Aim: Reproduce the rows from the beginning of the records through the line containing "10,180,459,374", inclusive, renaming "team" to "group" throughout and leaving everything else unchanged.

Provided entries:
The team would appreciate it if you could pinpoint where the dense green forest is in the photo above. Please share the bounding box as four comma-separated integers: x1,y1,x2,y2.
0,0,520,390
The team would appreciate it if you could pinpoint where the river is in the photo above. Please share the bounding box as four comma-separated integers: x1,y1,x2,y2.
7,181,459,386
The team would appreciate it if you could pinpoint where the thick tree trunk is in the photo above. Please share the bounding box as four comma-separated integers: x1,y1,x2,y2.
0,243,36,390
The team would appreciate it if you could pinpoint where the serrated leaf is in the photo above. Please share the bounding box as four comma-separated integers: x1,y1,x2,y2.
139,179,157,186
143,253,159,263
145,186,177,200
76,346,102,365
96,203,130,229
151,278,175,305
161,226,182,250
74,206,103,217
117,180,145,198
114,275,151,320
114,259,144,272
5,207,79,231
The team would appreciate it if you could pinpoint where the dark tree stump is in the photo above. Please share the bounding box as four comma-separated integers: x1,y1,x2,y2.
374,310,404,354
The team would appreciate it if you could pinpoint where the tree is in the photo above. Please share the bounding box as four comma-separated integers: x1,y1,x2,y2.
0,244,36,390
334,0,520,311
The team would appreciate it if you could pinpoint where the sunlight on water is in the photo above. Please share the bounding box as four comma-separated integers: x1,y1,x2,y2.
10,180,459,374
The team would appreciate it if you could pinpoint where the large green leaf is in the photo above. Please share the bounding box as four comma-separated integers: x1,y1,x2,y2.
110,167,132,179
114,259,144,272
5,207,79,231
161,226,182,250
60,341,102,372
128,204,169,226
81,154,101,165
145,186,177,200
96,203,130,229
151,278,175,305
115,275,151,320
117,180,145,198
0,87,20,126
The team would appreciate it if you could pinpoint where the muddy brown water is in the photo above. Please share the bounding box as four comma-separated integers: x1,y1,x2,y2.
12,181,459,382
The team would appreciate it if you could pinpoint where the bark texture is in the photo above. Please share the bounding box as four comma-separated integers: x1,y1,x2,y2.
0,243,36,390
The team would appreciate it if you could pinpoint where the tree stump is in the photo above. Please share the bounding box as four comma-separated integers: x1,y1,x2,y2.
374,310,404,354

Result of this task:
The group would appreciate it if you could pinpoint where the dense green forest is in the photo above. Please share the bounding box as four comma-separated integers: x1,y1,x2,y2.
0,0,520,390
The group would appreciate it if you could pinpoint where the river is in the photo above. Please share the bounding box as four comma-separated integers: x1,y1,x2,y2.
7,181,459,386
The group would appreciate it if you could pinpoint where the thick tree trunk is in the photo above. Please share the bounding box as four comma-separated integers: x1,y1,x2,y2.
0,243,36,390
The group would appreciate it if you could pinpoint where the serrated leaf is in the photo above. Please share the bounding box as four comma-separated integers: x1,y1,x2,y2.
139,179,157,186
143,253,159,263
145,186,177,200
76,346,102,365
96,203,130,229
151,278,175,305
161,226,182,250
74,206,103,217
117,180,145,198
114,275,151,320
114,259,144,272
5,207,79,231
The group would appreciate it if you could pinpoint where the dark tree stump is in the photo above. Please share the bounding box as four comma-separated integers: x1,y1,x2,y2.
374,310,404,354
The group would appreciate it if you could pinpoint where the tree is in the photo above. Please share the bounding box as four comma-separated integers: x1,y1,x2,y2.
0,244,36,390
334,0,520,311
The group would appreciate it if you could pinpoint where the sunlight on water is in the photo above. Please share the bounding box as four comma-separated integers: x1,y1,x2,y2.
10,180,459,374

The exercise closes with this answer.